Task goal
In the records below, change every "most helpful" to "much appreciated" and leave everything else untouched.

==========

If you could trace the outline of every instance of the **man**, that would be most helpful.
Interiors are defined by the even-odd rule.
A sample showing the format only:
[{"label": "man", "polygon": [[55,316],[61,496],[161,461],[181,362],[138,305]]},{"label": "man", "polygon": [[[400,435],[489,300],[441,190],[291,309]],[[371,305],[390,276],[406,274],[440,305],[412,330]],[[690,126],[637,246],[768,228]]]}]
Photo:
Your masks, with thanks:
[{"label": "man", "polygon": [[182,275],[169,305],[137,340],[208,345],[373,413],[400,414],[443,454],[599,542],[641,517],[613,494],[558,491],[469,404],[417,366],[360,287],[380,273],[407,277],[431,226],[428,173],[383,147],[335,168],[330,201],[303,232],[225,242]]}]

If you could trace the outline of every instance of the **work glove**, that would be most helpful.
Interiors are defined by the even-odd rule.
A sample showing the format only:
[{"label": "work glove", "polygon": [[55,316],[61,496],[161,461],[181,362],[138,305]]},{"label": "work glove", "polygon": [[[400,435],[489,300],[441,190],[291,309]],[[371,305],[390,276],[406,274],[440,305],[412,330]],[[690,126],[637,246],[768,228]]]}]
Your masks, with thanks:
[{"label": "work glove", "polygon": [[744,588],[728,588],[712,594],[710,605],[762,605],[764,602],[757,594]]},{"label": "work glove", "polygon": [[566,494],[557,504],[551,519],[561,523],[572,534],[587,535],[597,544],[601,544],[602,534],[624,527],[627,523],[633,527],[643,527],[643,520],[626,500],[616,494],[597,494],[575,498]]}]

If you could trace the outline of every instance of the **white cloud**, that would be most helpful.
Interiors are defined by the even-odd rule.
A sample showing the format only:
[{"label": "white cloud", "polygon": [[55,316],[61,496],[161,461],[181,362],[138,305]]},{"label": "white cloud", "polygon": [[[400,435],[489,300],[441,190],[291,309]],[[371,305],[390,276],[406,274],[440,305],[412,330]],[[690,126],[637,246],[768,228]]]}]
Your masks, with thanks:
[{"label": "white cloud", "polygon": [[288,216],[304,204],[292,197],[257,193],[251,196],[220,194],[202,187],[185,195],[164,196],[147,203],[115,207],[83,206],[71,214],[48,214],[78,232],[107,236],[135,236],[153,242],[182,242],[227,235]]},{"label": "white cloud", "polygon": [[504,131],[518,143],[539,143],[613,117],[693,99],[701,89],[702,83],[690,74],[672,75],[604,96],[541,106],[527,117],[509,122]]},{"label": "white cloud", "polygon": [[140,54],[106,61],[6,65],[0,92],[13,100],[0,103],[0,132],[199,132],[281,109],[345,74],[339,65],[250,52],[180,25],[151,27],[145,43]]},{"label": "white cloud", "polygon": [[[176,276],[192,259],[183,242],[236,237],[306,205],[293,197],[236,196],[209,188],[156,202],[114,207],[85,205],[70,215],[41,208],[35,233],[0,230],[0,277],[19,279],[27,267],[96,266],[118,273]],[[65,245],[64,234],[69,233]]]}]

==========

Complete output
If you could trace the outline of every instance of the **man**, that would be much appreciated.
Interiors are defined by the even-odd rule.
A sample showing the format only:
[{"label": "man", "polygon": [[55,316],[61,496],[161,461],[181,362],[138,305]]},{"label": "man", "polygon": [[[400,435],[489,300],[441,190],[291,309]],[[371,305],[390,276],[406,274],[440,305],[412,330]],[[690,126],[637,246],[768,228]]]}]
Photo:
Your masks, with thanks:
[{"label": "man", "polygon": [[182,275],[169,305],[137,340],[208,345],[373,413],[400,414],[443,454],[599,542],[641,517],[613,494],[558,491],[469,404],[417,366],[360,287],[380,273],[407,277],[431,226],[428,173],[383,147],[335,168],[330,201],[303,232],[225,242]]}]

If you could trace the outline of every instance of the **work glove**, that would be much appreciated.
Interiors are defined by the even-odd rule.
A sample showing the format only:
[{"label": "work glove", "polygon": [[55,316],[61,496],[161,461],[181,362],[138,305]]},{"label": "work glove", "polygon": [[[400,435],[489,300],[441,190],[291,309]],[[371,305],[390,276],[406,274],[440,305],[412,330]],[[690,126],[637,246],[768,228]]]}]
Your masks, with thanks:
[{"label": "work glove", "polygon": [[744,588],[728,588],[712,594],[710,605],[762,605],[764,602],[757,594]]},{"label": "work glove", "polygon": [[566,494],[557,504],[551,519],[561,523],[572,534],[587,535],[597,544],[601,544],[602,534],[624,527],[627,523],[633,527],[643,527],[643,520],[626,500],[616,494],[597,494],[575,498]]}]

If you could trace the outline of every instance of the **white cloud**, that would be much appreciated.
Interiors are defined by the even-odd rule.
A sample showing the format only:
[{"label": "white cloud", "polygon": [[55,316],[61,496],[161,461],[181,362],[138,305]]},{"label": "white cloud", "polygon": [[[400,435],[489,300],[441,190],[291,309]],[[371,305],[390,276],[406,274],[440,305],[412,330]],[[690,126],[637,246],[768,228]]]}]
Your masks, with thanks:
[{"label": "white cloud", "polygon": [[288,216],[304,204],[292,197],[257,193],[251,196],[220,194],[202,187],[185,195],[164,196],[147,203],[115,207],[83,206],[71,214],[48,214],[78,232],[107,236],[135,236],[153,242],[182,242],[227,235]]},{"label": "white cloud", "polygon": [[504,131],[518,143],[539,143],[613,117],[693,99],[701,89],[702,83],[690,74],[672,75],[604,96],[541,106],[527,117],[509,122]]},{"label": "white cloud", "polygon": [[140,54],[106,61],[6,65],[0,92],[13,100],[0,103],[0,132],[199,132],[281,109],[345,74],[339,65],[250,52],[180,25],[151,27],[145,43]]},{"label": "white cloud", "polygon": [[[176,276],[192,259],[183,242],[236,237],[306,205],[293,197],[236,196],[209,188],[156,202],[114,207],[85,205],[70,215],[41,208],[35,233],[0,230],[0,277],[19,279],[27,267],[96,266],[118,273]],[[65,245],[64,234],[69,233]]]}]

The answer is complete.